SET EXERCISE =>
Add -120 to every bounding box coordinate in the data, starting at the line that has "Outline every stainless steel oven for me." and stopping after the line that has "[80,190,108,224]". Write out each of those lines again, including the ones with no coordinates.

EXCERPTED DATA =>

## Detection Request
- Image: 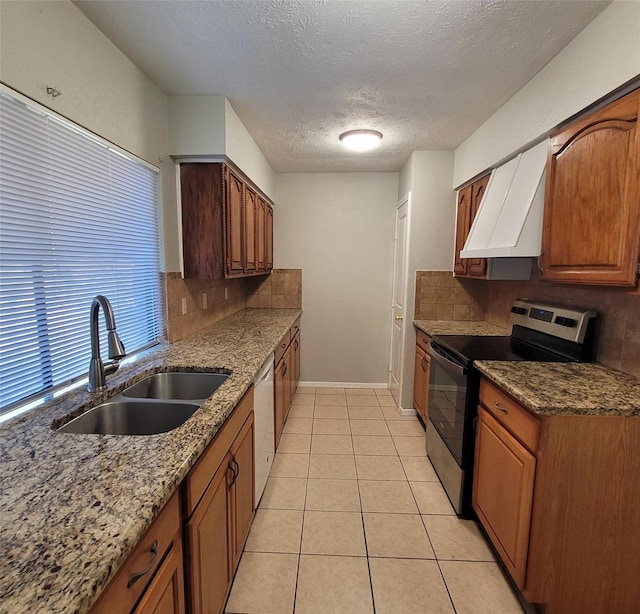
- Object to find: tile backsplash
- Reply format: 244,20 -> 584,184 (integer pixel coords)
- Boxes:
415,271 -> 488,320
415,268 -> 640,376
164,269 -> 302,342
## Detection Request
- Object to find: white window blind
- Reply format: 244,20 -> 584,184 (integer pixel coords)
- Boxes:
0,86 -> 163,415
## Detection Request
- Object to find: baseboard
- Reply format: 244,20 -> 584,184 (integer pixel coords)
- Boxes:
298,381 -> 389,389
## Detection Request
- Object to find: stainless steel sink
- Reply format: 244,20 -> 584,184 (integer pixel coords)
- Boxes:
58,402 -> 200,435
122,372 -> 229,400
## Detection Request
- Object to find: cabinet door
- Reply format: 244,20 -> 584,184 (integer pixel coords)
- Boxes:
472,407 -> 536,589
540,90 -> 640,286
266,205 -> 273,271
243,186 -> 258,273
186,460 -> 232,614
225,168 -> 244,276
467,175 -> 490,278
274,355 -> 287,449
230,413 -> 255,570
134,540 -> 186,614
256,198 -> 267,271
453,185 -> 472,276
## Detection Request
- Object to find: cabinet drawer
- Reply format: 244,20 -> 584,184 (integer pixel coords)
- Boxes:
416,329 -> 431,356
185,386 -> 253,517
276,329 -> 291,364
91,492 -> 180,614
480,379 -> 540,452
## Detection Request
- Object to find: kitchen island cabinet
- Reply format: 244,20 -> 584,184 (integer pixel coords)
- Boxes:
540,90 -> 640,287
473,376 -> 640,614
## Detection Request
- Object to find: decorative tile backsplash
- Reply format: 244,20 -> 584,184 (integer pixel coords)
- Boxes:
415,268 -> 640,376
415,271 -> 488,321
486,268 -> 640,376
164,269 -> 302,342
248,269 -> 302,309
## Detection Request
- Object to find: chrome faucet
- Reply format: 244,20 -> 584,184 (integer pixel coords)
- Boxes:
87,294 -> 126,392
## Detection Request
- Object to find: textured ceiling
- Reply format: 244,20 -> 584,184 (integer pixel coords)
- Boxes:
75,0 -> 609,172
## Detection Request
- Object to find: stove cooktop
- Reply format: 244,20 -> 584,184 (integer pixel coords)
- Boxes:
433,335 -> 525,366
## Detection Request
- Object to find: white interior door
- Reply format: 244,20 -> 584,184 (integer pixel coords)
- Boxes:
389,195 -> 410,404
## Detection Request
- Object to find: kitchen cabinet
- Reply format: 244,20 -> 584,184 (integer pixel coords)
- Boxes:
185,388 -> 254,614
473,378 -> 640,614
453,174 -> 490,279
244,186 -> 258,274
413,330 -> 431,425
180,162 -> 273,279
134,540 -> 186,614
274,318 -> 300,449
91,492 -> 185,614
473,407 -> 536,589
540,90 -> 640,287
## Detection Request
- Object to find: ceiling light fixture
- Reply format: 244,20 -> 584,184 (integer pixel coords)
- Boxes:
340,130 -> 382,151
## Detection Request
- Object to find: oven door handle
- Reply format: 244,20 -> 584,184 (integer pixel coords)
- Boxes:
431,343 -> 467,375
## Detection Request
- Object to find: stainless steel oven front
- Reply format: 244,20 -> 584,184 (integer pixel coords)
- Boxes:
426,341 -> 479,517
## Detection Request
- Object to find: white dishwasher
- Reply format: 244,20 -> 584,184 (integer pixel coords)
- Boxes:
253,354 -> 275,507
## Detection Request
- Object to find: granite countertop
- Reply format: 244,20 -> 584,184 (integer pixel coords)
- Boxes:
413,320 -> 511,337
0,309 -> 301,614
474,360 -> 640,416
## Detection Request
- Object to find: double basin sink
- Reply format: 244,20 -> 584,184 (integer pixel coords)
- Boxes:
58,371 -> 229,435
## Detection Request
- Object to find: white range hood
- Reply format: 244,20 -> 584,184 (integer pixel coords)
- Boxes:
460,140 -> 547,258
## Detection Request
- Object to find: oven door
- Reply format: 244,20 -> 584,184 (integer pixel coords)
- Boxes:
428,342 -> 468,468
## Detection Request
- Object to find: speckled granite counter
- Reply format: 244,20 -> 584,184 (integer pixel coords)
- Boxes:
0,309 -> 301,614
474,360 -> 640,416
413,320 -> 511,336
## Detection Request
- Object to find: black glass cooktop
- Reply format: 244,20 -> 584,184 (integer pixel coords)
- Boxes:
432,335 -> 524,366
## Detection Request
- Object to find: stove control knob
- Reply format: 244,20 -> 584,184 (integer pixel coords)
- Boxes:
554,316 -> 577,328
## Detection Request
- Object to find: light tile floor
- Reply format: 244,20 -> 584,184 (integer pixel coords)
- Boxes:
225,388 -> 523,614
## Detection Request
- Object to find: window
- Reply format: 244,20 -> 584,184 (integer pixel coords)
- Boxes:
0,86 -> 163,419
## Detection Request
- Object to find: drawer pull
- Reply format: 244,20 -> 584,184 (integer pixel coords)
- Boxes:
127,539 -> 158,588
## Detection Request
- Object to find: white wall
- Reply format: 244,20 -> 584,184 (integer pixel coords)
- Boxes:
274,173 -> 398,384
453,1 -> 640,186
398,151 -> 456,409
225,99 -> 275,200
0,2 -> 179,270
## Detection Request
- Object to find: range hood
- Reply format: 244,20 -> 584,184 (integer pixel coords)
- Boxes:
460,140 -> 547,258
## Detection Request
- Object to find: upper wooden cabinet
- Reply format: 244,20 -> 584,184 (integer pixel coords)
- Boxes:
180,162 -> 273,279
540,90 -> 640,286
453,174 -> 490,279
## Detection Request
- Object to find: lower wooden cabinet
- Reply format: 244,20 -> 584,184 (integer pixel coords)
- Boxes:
274,318 -> 300,449
473,407 -> 536,590
413,330 -> 431,425
186,388 -> 254,614
186,463 -> 231,614
473,378 -> 640,614
91,492 -> 184,614
134,539 -> 186,614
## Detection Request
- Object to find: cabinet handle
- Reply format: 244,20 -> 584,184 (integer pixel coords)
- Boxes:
127,539 -> 158,588
227,458 -> 238,490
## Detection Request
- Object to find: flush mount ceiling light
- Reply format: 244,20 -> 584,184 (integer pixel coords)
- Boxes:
340,130 -> 382,151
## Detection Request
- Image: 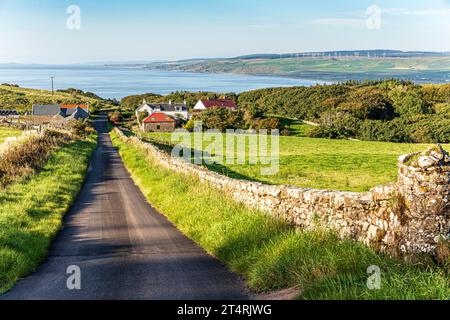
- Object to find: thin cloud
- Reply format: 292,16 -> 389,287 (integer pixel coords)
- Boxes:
309,18 -> 366,27
382,8 -> 450,17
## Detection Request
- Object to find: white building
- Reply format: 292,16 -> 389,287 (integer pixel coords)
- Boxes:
136,100 -> 189,120
194,99 -> 238,111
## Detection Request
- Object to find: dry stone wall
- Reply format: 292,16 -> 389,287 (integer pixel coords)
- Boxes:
116,129 -> 450,256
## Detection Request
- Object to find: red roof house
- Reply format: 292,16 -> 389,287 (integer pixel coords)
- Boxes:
143,112 -> 175,123
142,112 -> 175,132
194,99 -> 238,110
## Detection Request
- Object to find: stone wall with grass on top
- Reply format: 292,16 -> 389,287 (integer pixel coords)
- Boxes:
116,129 -> 450,256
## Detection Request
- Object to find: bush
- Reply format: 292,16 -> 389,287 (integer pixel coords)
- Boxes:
252,118 -> 281,132
109,111 -> 122,125
0,131 -> 71,187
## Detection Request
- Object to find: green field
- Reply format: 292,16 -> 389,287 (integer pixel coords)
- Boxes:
0,127 -> 22,144
0,136 -> 96,294
111,132 -> 450,300
0,85 -> 114,113
139,133 -> 438,191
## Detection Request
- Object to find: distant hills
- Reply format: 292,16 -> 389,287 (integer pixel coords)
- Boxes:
232,49 -> 450,60
134,49 -> 450,83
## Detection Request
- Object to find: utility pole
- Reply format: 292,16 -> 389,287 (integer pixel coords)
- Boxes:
50,77 -> 55,96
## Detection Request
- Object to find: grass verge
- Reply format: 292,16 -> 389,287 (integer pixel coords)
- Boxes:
111,132 -> 450,299
0,135 -> 97,293
0,127 -> 22,144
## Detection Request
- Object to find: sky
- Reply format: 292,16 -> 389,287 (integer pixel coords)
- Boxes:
0,0 -> 450,64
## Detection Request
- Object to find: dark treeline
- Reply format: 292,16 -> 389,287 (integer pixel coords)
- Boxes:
122,80 -> 450,143
238,80 -> 450,143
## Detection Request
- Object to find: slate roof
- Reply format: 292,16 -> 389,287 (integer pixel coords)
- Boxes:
32,104 -> 61,116
144,112 -> 175,123
32,104 -> 89,119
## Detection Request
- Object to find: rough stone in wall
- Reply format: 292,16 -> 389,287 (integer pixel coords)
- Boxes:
112,130 -> 450,256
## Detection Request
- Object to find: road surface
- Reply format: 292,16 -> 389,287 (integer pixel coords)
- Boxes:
1,118 -> 248,300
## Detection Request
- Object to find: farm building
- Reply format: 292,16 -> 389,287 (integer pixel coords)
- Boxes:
0,110 -> 20,120
136,100 -> 188,120
194,99 -> 238,111
32,104 -> 89,123
142,112 -> 175,132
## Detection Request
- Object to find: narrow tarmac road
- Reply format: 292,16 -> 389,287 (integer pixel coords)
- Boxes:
0,118 -> 248,300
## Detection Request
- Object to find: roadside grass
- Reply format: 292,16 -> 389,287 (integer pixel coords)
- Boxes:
0,127 -> 22,144
111,132 -> 450,299
141,133 -> 440,192
0,135 -> 97,293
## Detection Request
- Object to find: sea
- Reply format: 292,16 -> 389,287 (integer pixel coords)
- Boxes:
0,64 -> 329,100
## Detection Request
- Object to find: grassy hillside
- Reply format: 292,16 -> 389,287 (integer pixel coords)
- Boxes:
0,127 -> 22,144
0,85 -> 114,113
111,132 -> 450,300
0,136 -> 97,294
139,133 -> 442,191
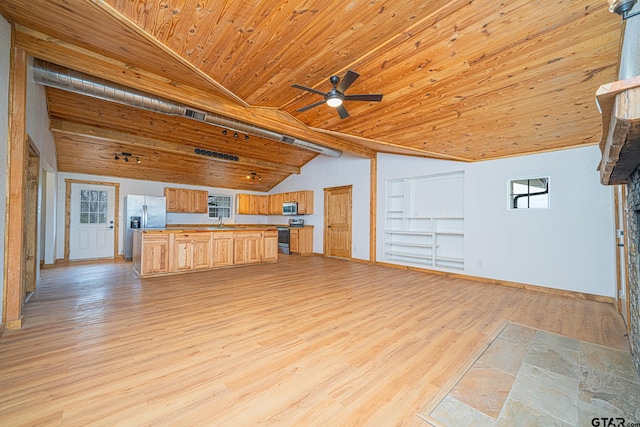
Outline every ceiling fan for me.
[291,70,382,119]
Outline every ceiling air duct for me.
[33,59,342,157]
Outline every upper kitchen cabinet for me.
[164,187,209,213]
[269,194,283,215]
[294,190,313,215]
[236,194,269,215]
[236,190,313,215]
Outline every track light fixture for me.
[113,152,142,163]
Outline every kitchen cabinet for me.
[269,194,283,215]
[236,194,251,215]
[170,233,212,271]
[262,230,278,262]
[295,190,313,215]
[289,227,313,255]
[211,232,233,267]
[236,194,269,215]
[257,196,269,215]
[133,233,169,275]
[233,232,262,264]
[236,190,313,215]
[133,227,278,277]
[164,187,209,213]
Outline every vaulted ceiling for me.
[0,0,622,191]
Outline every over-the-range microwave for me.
[282,202,298,215]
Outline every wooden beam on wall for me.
[49,119,300,174]
[4,31,28,329]
[16,26,375,158]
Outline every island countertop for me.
[133,225,278,277]
[134,225,276,234]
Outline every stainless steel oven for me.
[276,227,291,255]
[282,202,298,215]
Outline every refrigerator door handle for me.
[140,205,147,228]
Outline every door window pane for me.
[80,190,109,224]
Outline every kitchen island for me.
[133,226,278,278]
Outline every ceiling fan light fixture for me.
[327,96,342,108]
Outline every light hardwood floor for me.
[0,256,628,426]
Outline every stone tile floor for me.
[418,323,640,426]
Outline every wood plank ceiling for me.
[0,0,622,191]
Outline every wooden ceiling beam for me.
[16,25,375,158]
[49,120,300,174]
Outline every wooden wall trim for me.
[369,156,378,262]
[63,178,120,262]
[375,262,616,307]
[3,27,28,329]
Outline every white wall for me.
[56,172,266,259]
[26,58,59,282]
[377,146,615,296]
[267,153,371,260]
[0,15,11,324]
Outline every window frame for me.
[507,175,551,211]
[207,194,233,219]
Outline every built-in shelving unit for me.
[384,172,464,270]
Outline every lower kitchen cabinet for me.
[133,233,169,276]
[233,233,262,264]
[171,233,212,271]
[262,230,278,262]
[133,229,278,277]
[212,232,233,267]
[289,226,313,255]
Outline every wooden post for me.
[4,33,28,329]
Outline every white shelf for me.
[384,230,434,236]
[384,242,433,248]
[385,251,433,259]
[383,173,464,270]
[436,256,464,262]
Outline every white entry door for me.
[69,184,115,260]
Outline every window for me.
[509,177,549,209]
[209,195,231,219]
[80,190,108,224]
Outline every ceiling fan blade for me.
[336,104,349,119]
[336,70,360,93]
[296,100,324,113]
[344,93,382,102]
[291,83,326,96]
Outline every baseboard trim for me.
[375,262,616,305]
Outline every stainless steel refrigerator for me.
[124,194,167,260]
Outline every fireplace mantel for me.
[596,76,640,185]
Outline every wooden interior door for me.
[324,185,351,259]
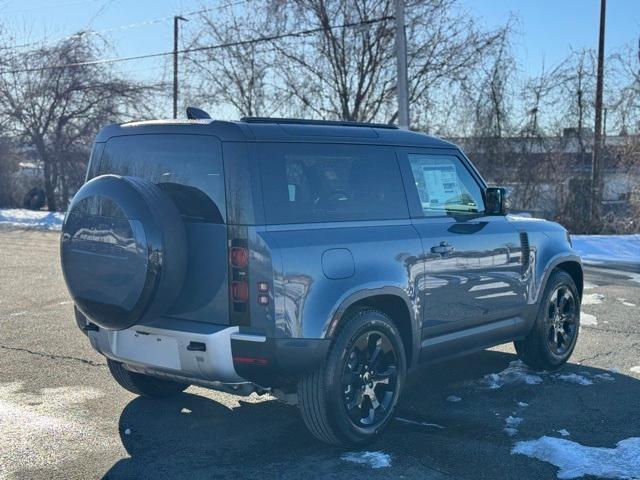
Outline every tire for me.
[514,270,580,370]
[298,309,406,446]
[107,358,189,398]
[60,175,188,330]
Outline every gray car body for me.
[82,121,583,385]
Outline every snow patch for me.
[0,382,111,478]
[511,436,640,479]
[624,272,640,283]
[340,451,391,468]
[480,360,542,390]
[571,235,640,263]
[616,298,636,307]
[504,415,524,428]
[580,312,598,327]
[582,293,604,305]
[396,417,444,429]
[0,208,64,230]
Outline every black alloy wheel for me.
[342,330,399,428]
[547,285,578,356]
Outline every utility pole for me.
[589,0,607,228]
[395,0,409,130]
[173,15,189,118]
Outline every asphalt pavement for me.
[0,228,640,480]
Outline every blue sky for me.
[0,0,640,87]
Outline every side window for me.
[407,153,484,216]
[260,143,409,224]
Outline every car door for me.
[398,148,526,345]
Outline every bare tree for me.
[0,34,147,210]
[189,0,505,128]
[186,0,284,116]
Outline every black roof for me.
[96,117,455,148]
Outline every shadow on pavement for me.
[104,351,640,479]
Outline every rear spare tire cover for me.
[60,175,187,330]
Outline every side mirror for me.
[484,187,507,215]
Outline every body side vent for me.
[520,232,531,274]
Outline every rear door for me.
[399,148,526,346]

THE RESULT =>
Outline every stainless steel oven for me.
[156,107,171,135]
[162,82,178,95]
Outline every refrigerator door handle for me.
[20,85,27,108]
Outline every door window pane for me.
[-40,70,-11,104]
Outline every kitchen island for me.
[13,106,158,158]
Outline every ceiling fan light fixture for me.
[207,-24,222,-12]
Outline every light hardwood floor for me.
[-120,136,508,306]
Outline every stone tile floor for me.
[298,203,520,306]
Outline every wood plank ceiling for me.
[-120,-120,502,71]
Outline every wooden ceiling beam for me.
[-104,-95,255,38]
[-71,0,180,54]
Outline every wooden wall trim for me.
[249,36,258,142]
[-57,58,0,142]
[255,142,496,187]
[-117,-93,-92,209]
Outline every white wall for me.
[-64,52,146,139]
[-94,-62,-61,162]
[257,26,495,176]
[147,33,251,140]
[-120,-105,-109,204]
Outline every window frame for me.
[387,55,431,91]
[87,74,113,99]
Outline every built-in shelving unit for me.
[264,52,344,150]
Outline every lower kitchen cabinet for me.
[13,113,49,156]
[113,113,142,144]
[51,113,92,151]
[142,110,158,142]
[13,109,158,157]
[92,112,113,147]
[169,106,193,135]
Outline every wooden post for me.
[-116,-87,-92,209]
Outline every white shelf for me.
[264,110,314,116]
[264,122,313,128]
[265,131,313,139]
[263,53,344,150]
[316,136,344,142]
Outline every white entry door for me.
[-51,64,-5,140]
Outline every window for me.
[389,57,429,89]
[89,75,111,99]
[-40,70,-12,104]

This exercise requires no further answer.